■ **What to produce**: Present each line of the entries below that holds the word "desk".

■ **Recorded data**:
***
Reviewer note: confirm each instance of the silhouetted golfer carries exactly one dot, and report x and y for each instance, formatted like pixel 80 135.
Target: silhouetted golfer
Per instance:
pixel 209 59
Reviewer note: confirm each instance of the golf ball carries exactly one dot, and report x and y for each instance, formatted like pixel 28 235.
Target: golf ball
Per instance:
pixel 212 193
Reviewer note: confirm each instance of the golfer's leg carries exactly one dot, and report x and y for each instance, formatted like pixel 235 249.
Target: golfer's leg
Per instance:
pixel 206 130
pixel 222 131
***
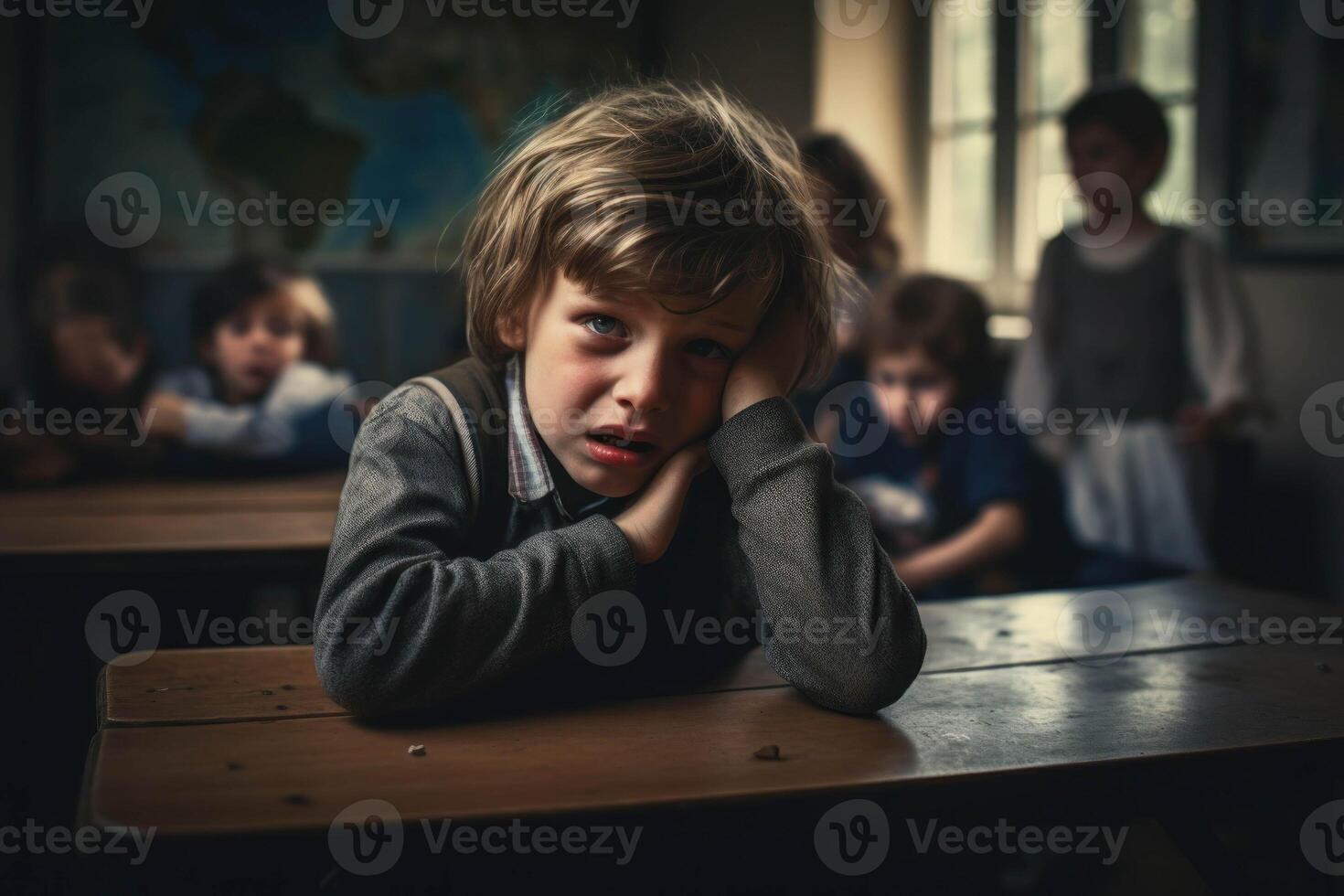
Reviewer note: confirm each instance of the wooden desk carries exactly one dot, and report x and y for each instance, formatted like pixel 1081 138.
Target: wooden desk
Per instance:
***
■ **Answer for this exercise**:
Reviewer note: confirm each instance of the wooden desk carries exactly one dot, and report x and y for each instance, formatted like pixel 1081 138.
Target: wooden desk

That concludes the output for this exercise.